* **Excerpted text**:
It’s a not uncommon phenomena in American politics for left and right to circumnavigate the spectrum and forge periodic and unlikely alliances. This is particularly prone to occur when elements of the right succumb to the temptations of populist ideology.
Adopting something of a populist slant isn’t entirely without merit, especially considering our political institutions are democratic in nature and that a central tenet of American political structure is that government is conditional upon the consent of the governed. One of the most fundamental questions that has occupied western political thought for a few centuries now is the identification of the tipping point between legitimate popular consent and mob rule. Radicalism in its various forms has traditionally leaned towards the mob — French revolutionaries, Irish Fenians, Russian Bolsheviks and Third World liberation movements — while conservative polities has tended to favor existing orders.
But as elements of the left have engrained themselves in American political and social institutions over the years, conservatives have found themselves more and more prone to adopting something of an anti-establishmentarian outlook. This is healthy in many respects. It can serve to provide a needed check on the constantly gestating encroachment of liberal policies in those institutions and fits tightly with traditional conservative suspicion of centralized power. But it becomes problematic when it begins to reflexively bend to what William F. Buckley called “political truths that were discovered yesterday at the voting booth.” In other words, conservatives in a democracy must guard against harboring a predilection towards abandoning fealty to traditional institutional structures and inherited wisdom in favor of radical libertine tendencies.
This is perhaps most evident when it comes to issues of national security, where, for instance, some on the right joined the left in idolizing the likes of Edward Snowden, who laid bare many of his country’s most vital secrets. Not long ago, conservatives were the ones lamenting the dismantlement of American intelligence capabilities, most profoundly during the Carter-era Church hearings. That was, of course, at a time when communism posed an existential threat to western democracies. Certainly there are concerns — both legitimate and superstitious — over trusting to the felicitousness of Barack Obama, for whom suspicion of centralized power might as well have been invented.

* **Dataset rows**:
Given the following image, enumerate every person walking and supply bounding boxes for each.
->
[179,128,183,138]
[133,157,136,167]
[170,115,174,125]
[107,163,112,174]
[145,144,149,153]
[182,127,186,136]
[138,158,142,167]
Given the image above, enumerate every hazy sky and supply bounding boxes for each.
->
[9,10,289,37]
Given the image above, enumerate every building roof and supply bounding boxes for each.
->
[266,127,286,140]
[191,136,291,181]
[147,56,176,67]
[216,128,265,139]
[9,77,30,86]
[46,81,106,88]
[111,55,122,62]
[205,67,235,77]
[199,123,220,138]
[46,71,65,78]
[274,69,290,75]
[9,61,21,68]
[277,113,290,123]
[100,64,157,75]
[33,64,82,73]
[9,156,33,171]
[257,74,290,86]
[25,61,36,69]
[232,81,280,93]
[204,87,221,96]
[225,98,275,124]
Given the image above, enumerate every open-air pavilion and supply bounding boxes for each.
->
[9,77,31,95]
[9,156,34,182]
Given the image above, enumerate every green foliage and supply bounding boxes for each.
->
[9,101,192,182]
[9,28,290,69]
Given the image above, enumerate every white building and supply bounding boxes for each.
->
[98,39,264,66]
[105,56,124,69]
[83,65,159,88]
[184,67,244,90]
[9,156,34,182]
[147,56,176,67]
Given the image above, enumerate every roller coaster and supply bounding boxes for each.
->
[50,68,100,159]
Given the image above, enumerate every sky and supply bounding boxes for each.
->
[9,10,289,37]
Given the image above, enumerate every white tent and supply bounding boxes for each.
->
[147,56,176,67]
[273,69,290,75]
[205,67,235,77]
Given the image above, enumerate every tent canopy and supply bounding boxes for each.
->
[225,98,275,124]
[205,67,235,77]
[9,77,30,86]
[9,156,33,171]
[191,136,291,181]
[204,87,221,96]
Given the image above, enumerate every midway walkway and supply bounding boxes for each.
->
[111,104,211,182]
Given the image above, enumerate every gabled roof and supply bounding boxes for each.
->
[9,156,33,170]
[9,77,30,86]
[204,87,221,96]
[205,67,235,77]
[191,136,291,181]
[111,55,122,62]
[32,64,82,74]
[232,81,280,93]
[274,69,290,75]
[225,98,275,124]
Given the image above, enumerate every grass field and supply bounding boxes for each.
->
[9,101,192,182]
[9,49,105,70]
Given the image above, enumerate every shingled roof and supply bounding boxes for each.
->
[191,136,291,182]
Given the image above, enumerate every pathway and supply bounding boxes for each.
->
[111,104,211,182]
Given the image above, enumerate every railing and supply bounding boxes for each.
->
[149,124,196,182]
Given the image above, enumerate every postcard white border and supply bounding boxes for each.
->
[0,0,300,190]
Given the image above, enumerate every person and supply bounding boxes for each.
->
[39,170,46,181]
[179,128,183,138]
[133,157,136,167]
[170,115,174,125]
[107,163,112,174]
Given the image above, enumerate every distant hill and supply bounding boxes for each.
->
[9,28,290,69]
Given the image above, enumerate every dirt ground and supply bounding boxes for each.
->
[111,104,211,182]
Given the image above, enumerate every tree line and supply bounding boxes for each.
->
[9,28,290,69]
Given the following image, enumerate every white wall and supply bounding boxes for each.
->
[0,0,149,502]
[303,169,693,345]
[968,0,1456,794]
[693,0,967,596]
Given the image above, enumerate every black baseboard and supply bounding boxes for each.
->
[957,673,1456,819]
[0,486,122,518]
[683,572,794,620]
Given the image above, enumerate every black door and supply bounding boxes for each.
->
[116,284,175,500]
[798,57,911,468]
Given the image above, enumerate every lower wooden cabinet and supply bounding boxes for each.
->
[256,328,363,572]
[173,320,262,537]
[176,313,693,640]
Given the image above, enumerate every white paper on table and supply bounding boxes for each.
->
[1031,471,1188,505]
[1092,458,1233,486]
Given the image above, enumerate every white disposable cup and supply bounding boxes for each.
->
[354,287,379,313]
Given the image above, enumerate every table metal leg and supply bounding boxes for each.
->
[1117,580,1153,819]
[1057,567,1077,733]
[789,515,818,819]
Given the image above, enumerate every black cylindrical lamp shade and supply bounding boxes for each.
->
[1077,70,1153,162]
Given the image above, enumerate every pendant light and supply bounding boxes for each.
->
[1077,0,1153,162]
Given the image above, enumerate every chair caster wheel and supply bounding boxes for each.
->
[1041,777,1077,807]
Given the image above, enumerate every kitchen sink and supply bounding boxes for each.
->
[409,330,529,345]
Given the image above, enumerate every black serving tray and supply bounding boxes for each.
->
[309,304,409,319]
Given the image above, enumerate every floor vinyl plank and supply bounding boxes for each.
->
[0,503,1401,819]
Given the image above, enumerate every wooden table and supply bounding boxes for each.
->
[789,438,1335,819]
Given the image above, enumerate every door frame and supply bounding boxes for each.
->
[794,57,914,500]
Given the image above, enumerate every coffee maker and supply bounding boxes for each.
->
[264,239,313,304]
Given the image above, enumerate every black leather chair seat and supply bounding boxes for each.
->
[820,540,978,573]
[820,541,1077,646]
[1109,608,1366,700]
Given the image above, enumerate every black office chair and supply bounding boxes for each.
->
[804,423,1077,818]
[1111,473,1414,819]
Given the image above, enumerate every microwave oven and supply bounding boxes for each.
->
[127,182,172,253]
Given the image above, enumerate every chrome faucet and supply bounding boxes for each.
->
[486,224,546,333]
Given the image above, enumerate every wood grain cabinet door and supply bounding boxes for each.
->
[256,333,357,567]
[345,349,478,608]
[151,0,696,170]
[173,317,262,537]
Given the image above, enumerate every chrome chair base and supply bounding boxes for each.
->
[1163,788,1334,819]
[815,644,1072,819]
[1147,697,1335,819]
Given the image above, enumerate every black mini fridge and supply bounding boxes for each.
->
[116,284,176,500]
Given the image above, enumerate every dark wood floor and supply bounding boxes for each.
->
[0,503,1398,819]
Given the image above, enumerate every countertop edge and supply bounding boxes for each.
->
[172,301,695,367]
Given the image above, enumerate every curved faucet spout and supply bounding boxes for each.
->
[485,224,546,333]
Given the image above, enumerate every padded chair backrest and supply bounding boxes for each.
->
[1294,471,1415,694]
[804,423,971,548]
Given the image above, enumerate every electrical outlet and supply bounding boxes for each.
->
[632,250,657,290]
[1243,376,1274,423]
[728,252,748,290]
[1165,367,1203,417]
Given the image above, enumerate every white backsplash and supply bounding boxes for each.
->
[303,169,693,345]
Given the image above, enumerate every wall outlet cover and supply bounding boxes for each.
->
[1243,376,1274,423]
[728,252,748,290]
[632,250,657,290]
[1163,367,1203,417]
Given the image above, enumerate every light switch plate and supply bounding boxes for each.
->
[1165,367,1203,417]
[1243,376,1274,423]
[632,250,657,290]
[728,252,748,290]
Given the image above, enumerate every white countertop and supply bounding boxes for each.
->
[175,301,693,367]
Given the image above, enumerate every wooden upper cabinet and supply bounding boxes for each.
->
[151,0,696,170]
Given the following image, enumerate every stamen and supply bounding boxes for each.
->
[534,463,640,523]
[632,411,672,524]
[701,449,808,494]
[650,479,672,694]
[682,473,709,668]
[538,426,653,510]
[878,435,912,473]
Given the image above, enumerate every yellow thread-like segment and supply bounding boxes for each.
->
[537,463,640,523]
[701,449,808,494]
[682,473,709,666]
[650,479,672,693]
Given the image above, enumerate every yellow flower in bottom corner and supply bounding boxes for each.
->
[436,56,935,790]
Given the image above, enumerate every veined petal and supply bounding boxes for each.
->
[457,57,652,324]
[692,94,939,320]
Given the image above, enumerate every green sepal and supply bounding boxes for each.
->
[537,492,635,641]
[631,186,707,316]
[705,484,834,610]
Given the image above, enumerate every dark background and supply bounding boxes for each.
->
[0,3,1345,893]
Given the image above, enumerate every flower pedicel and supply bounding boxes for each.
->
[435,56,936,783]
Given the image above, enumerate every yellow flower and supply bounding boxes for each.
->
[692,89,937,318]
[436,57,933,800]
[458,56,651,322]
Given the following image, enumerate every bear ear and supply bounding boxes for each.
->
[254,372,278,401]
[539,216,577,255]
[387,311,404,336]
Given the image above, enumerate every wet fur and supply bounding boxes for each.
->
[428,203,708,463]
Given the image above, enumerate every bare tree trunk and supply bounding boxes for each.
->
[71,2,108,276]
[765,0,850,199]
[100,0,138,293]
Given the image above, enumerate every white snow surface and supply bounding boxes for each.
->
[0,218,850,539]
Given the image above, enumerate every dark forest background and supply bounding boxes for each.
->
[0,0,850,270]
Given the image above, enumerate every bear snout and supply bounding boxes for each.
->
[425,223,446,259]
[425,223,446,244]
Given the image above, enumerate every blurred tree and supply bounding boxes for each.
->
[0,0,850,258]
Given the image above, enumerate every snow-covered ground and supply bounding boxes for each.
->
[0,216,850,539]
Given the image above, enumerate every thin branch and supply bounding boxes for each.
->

* **Written instruction**: Translate this sentence from the essay on conservatism and populism into Spanish: "That was, of course, at a time when communism posed an existential threat to western democracies." Nothing here requires the records.

* **Answer to the problem**: Eso fue, por supuesto, en una época en que el comunismo representaba una amenaza existencial para las democracias occidentales.